◆ **TASK GOAL**
Locate each line below that contains the word "approximate" and copy those lines out in full.

Data items:
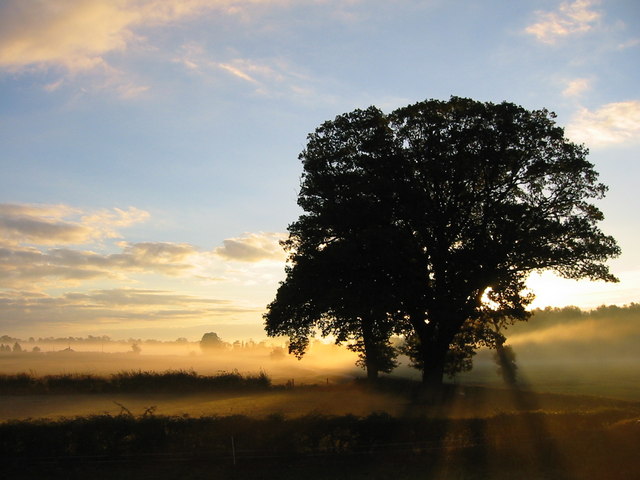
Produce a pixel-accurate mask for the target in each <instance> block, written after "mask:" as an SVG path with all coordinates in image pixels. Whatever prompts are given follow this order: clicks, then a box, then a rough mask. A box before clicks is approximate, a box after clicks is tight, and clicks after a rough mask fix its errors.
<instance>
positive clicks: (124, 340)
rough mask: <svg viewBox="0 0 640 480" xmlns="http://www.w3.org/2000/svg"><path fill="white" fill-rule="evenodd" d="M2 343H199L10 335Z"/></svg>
mask: <svg viewBox="0 0 640 480" xmlns="http://www.w3.org/2000/svg"><path fill="white" fill-rule="evenodd" d="M0 342H2V343H13V342H21V343H63V344H71V343H94V344H98V345H99V344H101V343H120V344H131V343H146V344H151V345H176V344H178V345H181V344H188V343H198V342H190V341H189V340H187V339H186V338H184V337H180V338H177V339H175V340H154V339H146V340H142V339H140V338H129V339H127V340H115V339H112V338H111V337H109V336H108V335H101V336H97V337H96V336H93V335H87V336H86V337H37V338H35V337H29V338H28V339H22V338H17V337H12V336H10V335H2V336H0Z"/></svg>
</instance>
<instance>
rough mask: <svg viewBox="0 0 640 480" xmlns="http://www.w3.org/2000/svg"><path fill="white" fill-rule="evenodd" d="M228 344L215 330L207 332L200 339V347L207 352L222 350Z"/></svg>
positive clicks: (203, 351)
mask: <svg viewBox="0 0 640 480" xmlns="http://www.w3.org/2000/svg"><path fill="white" fill-rule="evenodd" d="M226 345H227V344H226V343H225V342H224V341H223V340H222V339H221V338H220V337H219V336H218V334H217V333H215V332H209V333H205V334H204V335H203V336H202V339H201V340H200V349H201V350H202V351H203V352H205V353H208V352H215V351H219V350H222V349H224V348H225V347H226Z"/></svg>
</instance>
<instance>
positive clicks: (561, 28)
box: [525, 0, 602, 44]
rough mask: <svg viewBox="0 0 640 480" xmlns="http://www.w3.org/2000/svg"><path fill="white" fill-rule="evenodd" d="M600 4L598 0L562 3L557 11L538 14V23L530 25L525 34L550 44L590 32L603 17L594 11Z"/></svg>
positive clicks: (591, 0)
mask: <svg viewBox="0 0 640 480" xmlns="http://www.w3.org/2000/svg"><path fill="white" fill-rule="evenodd" d="M598 3H599V2H598V1H597V0H575V1H574V2H571V3H570V2H564V3H561V4H560V7H559V8H558V10H557V11H553V12H537V13H536V15H537V21H536V22H535V23H533V24H531V25H529V26H528V27H527V28H526V29H525V32H526V33H528V34H531V35H533V36H535V37H536V38H537V39H538V40H539V41H541V42H543V43H548V44H552V43H555V42H556V41H557V40H558V39H561V38H564V37H568V36H571V35H576V34H580V33H585V32H588V31H589V30H591V29H592V28H593V27H594V25H595V24H596V23H597V22H598V20H600V18H601V16H602V14H601V13H600V12H599V11H597V10H595V9H594V7H595V5H597V4H598Z"/></svg>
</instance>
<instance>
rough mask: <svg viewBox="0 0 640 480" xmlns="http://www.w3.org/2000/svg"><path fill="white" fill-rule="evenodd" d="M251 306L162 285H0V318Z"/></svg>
mask: <svg viewBox="0 0 640 480" xmlns="http://www.w3.org/2000/svg"><path fill="white" fill-rule="evenodd" d="M255 312H256V309H255V308H252V307H246V306H240V305H235V304H233V303H232V302H230V301H228V300H221V299H212V298H204V297H198V296H193V295H183V294H178V293H175V292H170V291H165V290H150V289H123V288H115V289H106V290H91V291H88V292H68V293H65V294H62V295H59V296H50V295H46V294H33V293H31V292H28V291H25V292H22V291H11V292H2V291H0V321H2V323H3V325H4V326H5V328H6V327H10V326H12V324H13V323H15V322H19V323H21V324H23V323H24V324H30V325H32V328H37V326H38V325H39V324H41V325H46V326H48V327H50V326H51V325H55V324H64V325H68V324H91V325H95V324H96V323H120V322H123V321H126V322H127V323H128V324H131V323H132V322H154V325H156V323H155V322H162V321H165V322H171V321H176V320H180V321H187V320H194V321H202V320H203V319H207V318H213V317H228V316H229V315H234V314H246V313H255Z"/></svg>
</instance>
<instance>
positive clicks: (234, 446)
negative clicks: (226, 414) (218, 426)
mask: <svg viewBox="0 0 640 480" xmlns="http://www.w3.org/2000/svg"><path fill="white" fill-rule="evenodd" d="M231 454H232V455H233V465H234V466H235V464H236V444H235V441H234V439H233V435H231Z"/></svg>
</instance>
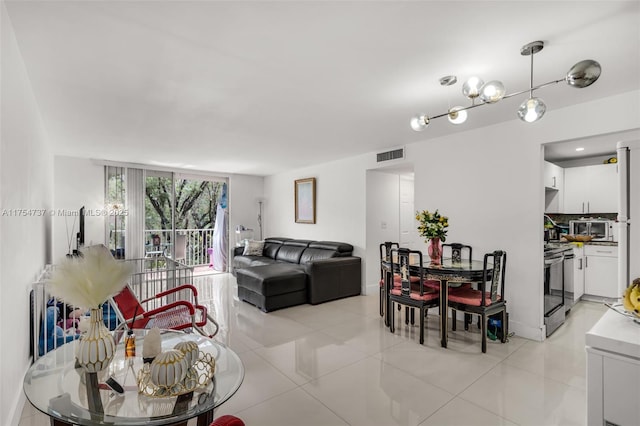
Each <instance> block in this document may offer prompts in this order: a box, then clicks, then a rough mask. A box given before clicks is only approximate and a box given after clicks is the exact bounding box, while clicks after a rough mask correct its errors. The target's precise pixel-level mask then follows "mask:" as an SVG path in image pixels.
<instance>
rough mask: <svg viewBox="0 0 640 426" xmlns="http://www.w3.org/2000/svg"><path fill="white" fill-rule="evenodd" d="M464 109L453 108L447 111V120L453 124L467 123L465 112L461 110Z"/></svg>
mask: <svg viewBox="0 0 640 426" xmlns="http://www.w3.org/2000/svg"><path fill="white" fill-rule="evenodd" d="M463 108H464V107H461V106H455V107H452V108H451V109H449V114H448V115H447V118H448V119H449V121H450V122H451V123H453V124H462V123H464V122H465V121H467V110H465V109H463Z"/></svg>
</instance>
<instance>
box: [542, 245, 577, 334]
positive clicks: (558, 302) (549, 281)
mask: <svg viewBox="0 0 640 426" xmlns="http://www.w3.org/2000/svg"><path fill="white" fill-rule="evenodd" d="M572 292H573V248H572V247H570V246H564V245H560V246H557V245H550V244H547V245H545V248H544V324H545V326H546V329H547V333H546V334H547V336H550V335H551V334H552V333H553V332H554V331H556V330H557V329H558V327H560V326H561V325H562V324H563V323H564V320H565V317H566V315H567V313H568V312H569V310H570V309H571V305H572V301H573V295H572V294H571V295H569V293H572Z"/></svg>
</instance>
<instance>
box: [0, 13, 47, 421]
mask: <svg viewBox="0 0 640 426" xmlns="http://www.w3.org/2000/svg"><path fill="white" fill-rule="evenodd" d="M0 15H1V17H0V19H1V20H2V22H1V25H0V26H1V29H2V33H1V34H2V37H1V40H2V47H1V49H0V50H1V51H2V59H1V63H2V69H1V71H0V72H1V85H0V86H1V89H0V93H1V94H2V98H1V102H2V109H1V115H0V122H1V123H2V129H1V133H0V188H1V189H0V211H1V212H3V214H2V215H1V216H0V300H2V309H0V342H2V350H1V351H0V377H2V386H0V401H1V403H0V404H1V405H0V424H2V425H17V424H18V421H19V419H20V414H21V410H22V406H23V403H24V400H25V398H24V393H23V392H22V380H23V378H24V375H25V373H26V371H27V369H28V368H29V365H30V364H31V358H30V355H29V340H30V339H29V335H30V334H29V333H30V330H29V316H30V312H29V291H30V290H31V285H32V283H33V282H34V281H35V280H36V278H37V276H38V274H39V272H40V271H41V270H42V267H43V266H44V265H45V264H46V263H48V262H49V261H50V257H51V241H50V238H49V234H50V223H51V222H50V219H49V216H48V215H47V213H46V212H44V214H43V215H40V214H41V213H42V212H43V210H46V211H47V212H48V211H49V210H50V209H51V207H52V196H51V193H52V188H53V186H52V179H53V159H52V155H51V151H50V148H49V144H48V142H47V138H46V133H45V131H44V128H43V125H42V121H41V118H40V115H39V112H38V106H37V104H36V102H35V99H34V96H33V93H32V90H31V86H30V84H29V79H28V76H27V74H26V71H25V69H24V63H23V61H22V58H21V56H20V53H19V51H18V47H17V43H16V40H15V38H14V33H13V28H12V26H11V22H10V21H9V19H8V16H7V13H6V10H5V5H4V3H2V5H0ZM14 209H35V210H37V212H30V213H24V212H23V213H16V210H14Z"/></svg>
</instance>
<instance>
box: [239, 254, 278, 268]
mask: <svg viewBox="0 0 640 426" xmlns="http://www.w3.org/2000/svg"><path fill="white" fill-rule="evenodd" d="M275 262H276V261H275V260H274V259H270V258H268V257H262V256H236V257H234V258H233V267H234V268H235V269H242V268H248V267H250V266H259V265H270V264H272V263H275Z"/></svg>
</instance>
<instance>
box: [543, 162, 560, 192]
mask: <svg viewBox="0 0 640 426" xmlns="http://www.w3.org/2000/svg"><path fill="white" fill-rule="evenodd" d="M563 181H564V169H563V168H562V167H560V166H556V165H555V164H553V163H550V162H548V161H545V162H544V187H545V188H549V189H557V190H560V189H562V183H563Z"/></svg>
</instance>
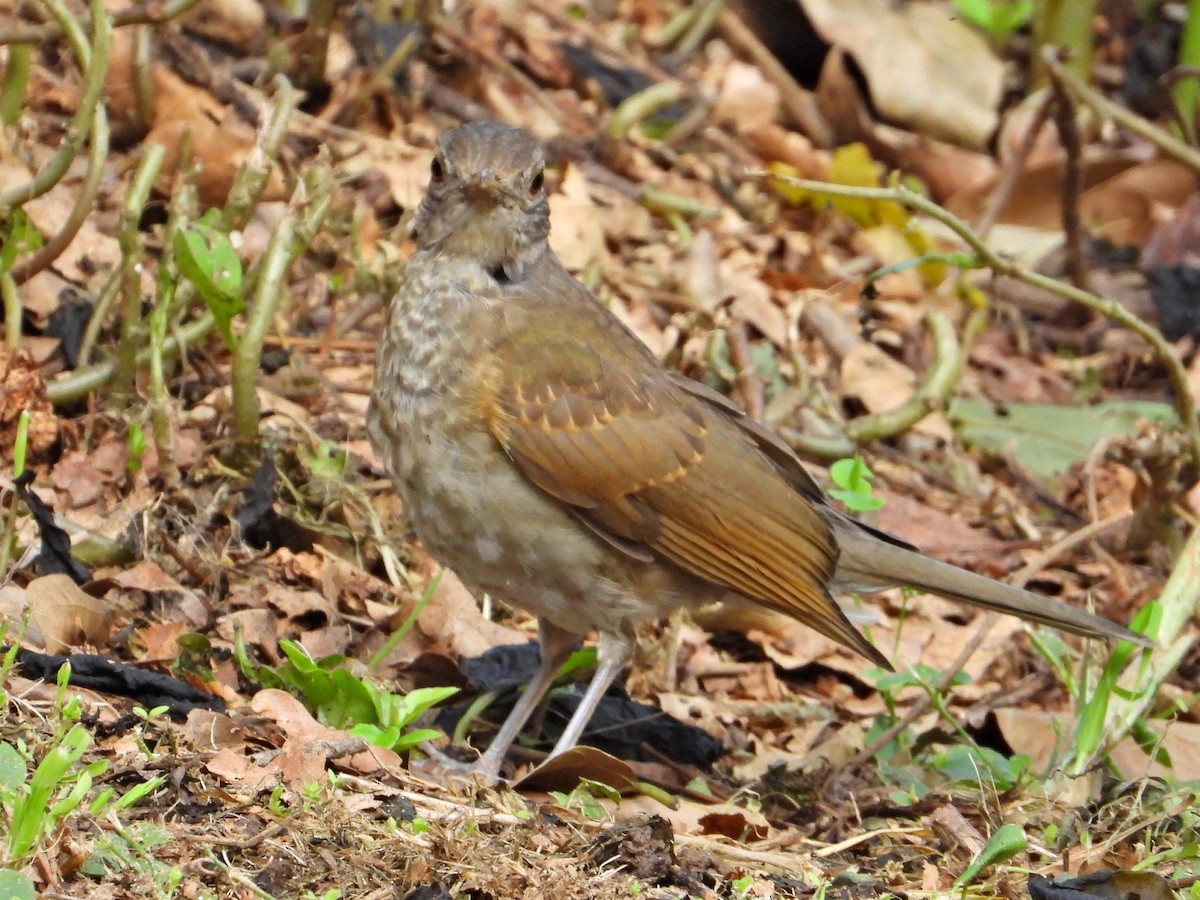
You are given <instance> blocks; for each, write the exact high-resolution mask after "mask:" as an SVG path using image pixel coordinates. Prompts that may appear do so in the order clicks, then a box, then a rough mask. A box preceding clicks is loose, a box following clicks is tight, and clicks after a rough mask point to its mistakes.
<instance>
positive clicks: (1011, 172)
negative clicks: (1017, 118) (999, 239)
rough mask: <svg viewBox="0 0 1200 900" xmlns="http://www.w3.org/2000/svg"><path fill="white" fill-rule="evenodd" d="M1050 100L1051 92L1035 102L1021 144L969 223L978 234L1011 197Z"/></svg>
mask: <svg viewBox="0 0 1200 900" xmlns="http://www.w3.org/2000/svg"><path fill="white" fill-rule="evenodd" d="M1052 103H1054V95H1052V94H1046V96H1045V98H1044V100H1043V101H1042V102H1040V103H1039V104H1038V108H1037V112H1034V113H1033V120H1032V121H1031V122H1030V127H1028V130H1027V131H1026V132H1025V134H1022V136H1021V143H1020V144H1019V145H1018V148H1016V151H1015V152H1014V154H1013V155H1012V157H1009V158H1008V161H1007V162H1006V163H1004V169H1003V172H1002V173H1001V176H1000V180H998V181H997V182H996V186H995V187H994V188H992V191H991V194H990V196H989V197H988V203H986V204H984V208H983V211H982V212H980V214H979V218H977V220H976V221H974V223H973V228H974V229H976V232H978V233H979V236H980V238H986V236H988V232H990V230H991V228H992V226H995V224H996V220H997V218H1000V214H1001V212H1003V211H1004V208H1006V206H1007V205H1008V200H1009V199H1010V198H1012V197H1013V191H1014V190H1015V188H1016V181H1018V180H1019V179H1020V176H1021V173H1022V172H1024V170H1025V161H1026V160H1028V158H1030V154H1032V152H1033V146H1034V144H1037V142H1038V134H1040V133H1042V130H1043V128H1044V127H1045V124H1046V121H1048V120H1049V119H1050V106H1051V104H1052Z"/></svg>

◆ **REPLY**
Produce a pixel-accurate mask for the target in each <instance> block, written after "mask:" as an SVG path with all coordinates in image pixels. Whatever prompts are given follow this order: clicks, then a box, then a rough mask. A box before clicks is approximate, a box after clicks is tight, and clicks after a rough mask fix its errors.
Each <instance> block in this document may offer prompts in this order: a box, then clicks, then a rough mask. A box given before clicks is only approximate and a box given after clicks is the exact bounding box, while clicks after a rough mask correct its errors. The target's precise pixel-level mask then follows "mask:" as an SVG path in image pixels.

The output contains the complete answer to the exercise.